Went to the hospital, where my blood pressure kept going up, I get really bad white coat syndrome too so it just made me more anxious. Never any pain, never any headaches or vision problems, just high BP and protein in urine (classic check boxes though).

I had hoped they would medicate me and send me home on bedrest, but I was induced which led to EMCS at 33+5. I was on the mag sulfate for 24 hours before and after birth, and that is what kept my induction from working I think. It was awful. I didn't even see my son except a brief wave in the operating room for over 27 hours after his birth, and then I got to see him for less than 3 minutes. It's very painful to think about.


----------



## ttc126

Misspriss, hugs! I still can't think about the 48 hrs i didn't see my son. I hate that magnesium sulfate. I'm so sorry you went through that :(


----------



## AmyB1978

Kanga, glad the meds are doing their job and that baby is still safe inside! 

Misspriss, your birth story sounds very similar to mine, PM me if you ever need to talk.


----------



## kanga

In having baby today at 35+1. Waters went yesterday. No contractions so I'm having the gel and drip.


----------



## Perfect_pink

Good luck, not long till you meet your baby x


----------



## ttc126

Thinking of you kanga!

____

▸ Task item: Using the forum thread about a preterm birth, list every distinct username that appears as a post header, in order of first appearance.

▸ Study material:
____

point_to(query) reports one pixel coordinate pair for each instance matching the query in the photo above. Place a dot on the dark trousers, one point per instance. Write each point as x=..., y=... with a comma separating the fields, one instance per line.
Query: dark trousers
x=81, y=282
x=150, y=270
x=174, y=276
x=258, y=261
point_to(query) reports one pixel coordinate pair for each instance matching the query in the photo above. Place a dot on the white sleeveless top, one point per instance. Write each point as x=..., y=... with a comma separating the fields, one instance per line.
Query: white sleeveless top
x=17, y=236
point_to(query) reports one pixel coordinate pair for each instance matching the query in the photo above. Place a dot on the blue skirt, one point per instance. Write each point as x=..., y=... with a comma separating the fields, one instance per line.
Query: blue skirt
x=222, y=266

____

▸ Written response: ttc126, AmyB1978, kanga, Perfect_pink